PROBLEMS AND TASKS |
1. According to the review, what award did P-Cutta recently receive?
2. Summarize the review in two sentences.
3. Repeat the part of the review between "First thing to" and "highly competitive game.", inclusive.

PASSAGE PROVIDED |
=== Section Start ===

Artist: P Cutta & DNA
Album: R&B Chronicles Chapter 9
Label: Rooftop Entertainment
Rating: 7 / 10
Reviewer: A to the L
P-Cutta is taking the industry by storm at the minute, with him and his boy DJ DNA, both recently receiving industry awards (Cutta for ‘Best New Mixtape DJ Of The Year’.) The DC Resident (via New Jersey) has carved out a niche for himself in an saturated mixtape industry, with his “Street Wars” series of cds, which chronicle famous and infamous diss records by Hiphop’s premier artists. Here he links up with DNA to give y’all a preview of the hottest new R’n’B cuts.
First thing to bear in mind though – P-Cutta is not a mixtape DJ in the traditional sense. You are NOT gonna hear any blends, any cuts or juggles here. Many (myself included) feel a mixtape should have exactly that, but you’ll also be aware how the whole industry has split with traditionalists going one route, and the new breed of DJ going the other. This camp is more intent on serving the street with the hottest tracks first, and exclusive freestyles that you won’t find anywhere else. Often there is little or no mixing on their tapes, with usually tracks playing to completion while they talk (ie ‘copyright they shit’) over the top. Whatever your individual feelings on the matter its hard to deny that these DJs haven’t made a big impact on the mixtape scene – the whole way they make up their tapes has revolutionized an already highly competitive game.

=== Section End ===

EXTRACTED DATA |
=== Section Start ===

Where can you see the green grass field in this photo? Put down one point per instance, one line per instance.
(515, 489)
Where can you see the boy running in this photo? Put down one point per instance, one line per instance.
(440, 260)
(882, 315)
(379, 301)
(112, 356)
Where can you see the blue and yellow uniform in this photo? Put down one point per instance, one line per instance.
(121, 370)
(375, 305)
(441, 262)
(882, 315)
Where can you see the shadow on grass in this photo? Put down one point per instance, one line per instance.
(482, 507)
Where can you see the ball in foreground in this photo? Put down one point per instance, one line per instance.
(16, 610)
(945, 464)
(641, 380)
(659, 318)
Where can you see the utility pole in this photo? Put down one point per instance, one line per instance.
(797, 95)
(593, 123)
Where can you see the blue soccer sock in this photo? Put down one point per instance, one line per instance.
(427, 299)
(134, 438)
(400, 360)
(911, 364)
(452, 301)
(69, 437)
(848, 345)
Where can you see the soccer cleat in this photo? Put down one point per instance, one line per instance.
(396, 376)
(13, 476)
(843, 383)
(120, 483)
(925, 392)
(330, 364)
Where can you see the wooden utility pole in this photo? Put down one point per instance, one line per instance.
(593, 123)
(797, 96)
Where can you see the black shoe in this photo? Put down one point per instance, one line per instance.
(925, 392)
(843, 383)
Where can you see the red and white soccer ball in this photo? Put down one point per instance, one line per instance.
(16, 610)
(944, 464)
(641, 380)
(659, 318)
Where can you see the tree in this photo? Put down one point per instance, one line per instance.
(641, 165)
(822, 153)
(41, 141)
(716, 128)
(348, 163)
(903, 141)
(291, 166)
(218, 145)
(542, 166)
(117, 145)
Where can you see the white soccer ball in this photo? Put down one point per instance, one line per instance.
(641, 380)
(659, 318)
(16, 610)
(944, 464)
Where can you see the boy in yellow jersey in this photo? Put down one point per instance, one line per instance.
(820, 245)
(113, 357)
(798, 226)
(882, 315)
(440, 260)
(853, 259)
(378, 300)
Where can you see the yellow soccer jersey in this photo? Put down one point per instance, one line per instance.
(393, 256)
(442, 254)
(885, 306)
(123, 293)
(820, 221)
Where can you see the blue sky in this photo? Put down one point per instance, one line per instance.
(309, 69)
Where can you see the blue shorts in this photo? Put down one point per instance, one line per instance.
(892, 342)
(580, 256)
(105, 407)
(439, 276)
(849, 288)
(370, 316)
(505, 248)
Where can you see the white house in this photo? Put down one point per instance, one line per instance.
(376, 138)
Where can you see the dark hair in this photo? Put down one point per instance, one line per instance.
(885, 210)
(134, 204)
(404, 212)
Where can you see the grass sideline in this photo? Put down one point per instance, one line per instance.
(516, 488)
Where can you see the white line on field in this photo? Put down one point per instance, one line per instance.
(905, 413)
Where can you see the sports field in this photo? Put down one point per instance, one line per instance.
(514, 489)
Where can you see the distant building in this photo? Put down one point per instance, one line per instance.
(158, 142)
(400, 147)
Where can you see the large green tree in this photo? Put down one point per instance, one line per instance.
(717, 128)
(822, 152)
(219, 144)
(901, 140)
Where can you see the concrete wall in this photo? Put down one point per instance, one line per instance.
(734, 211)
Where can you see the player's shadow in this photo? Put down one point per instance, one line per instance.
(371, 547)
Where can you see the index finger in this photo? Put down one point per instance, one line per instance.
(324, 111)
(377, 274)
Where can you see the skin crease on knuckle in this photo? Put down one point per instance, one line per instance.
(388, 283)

=== Section End ===

WRITTEN ANSWERS |
1. 'Best New Mixtape DJ Of The Year'

2. The review, which rates the album 7 out of 10, introduces P-Cutta, a DC resident known for his "Street Wars" mixtape series, who links up with DJ DNA to preview new R&B tracks. It stresses that P-Cutta is not a traditional mixtape DJ: his tapes have no blends, cuts or juggles and instead let the hottest tracks play to completion, an approach the reviewer says has revolutionized the mixtape game.

3.
First thing to bear in mind though – P-Cutta is not a mixtape DJ in the traditional sense. You are NOT gonna hear any blends, any cuts or juggles here. Many (myself included) feel a mixtape should have exactly that, but you’ll also be aware how the whole industry has split with traditionalists going one route, and the new breed of DJ going the other. This camp is more intent on serving the street with the hottest tracks first, and exclusive freestyles that you won’t find anywhere else. Often there is little or no mixing on their tapes, with usually tracks playing to completion while they talk (ie ‘copyright they shit’) over the top. Whatever your individual feelings on the matter its hard to deny that these DJs haven’t made a big impact on the mixtape scene – the whole way they make up their tapes has revolutionized an already highly competitive game.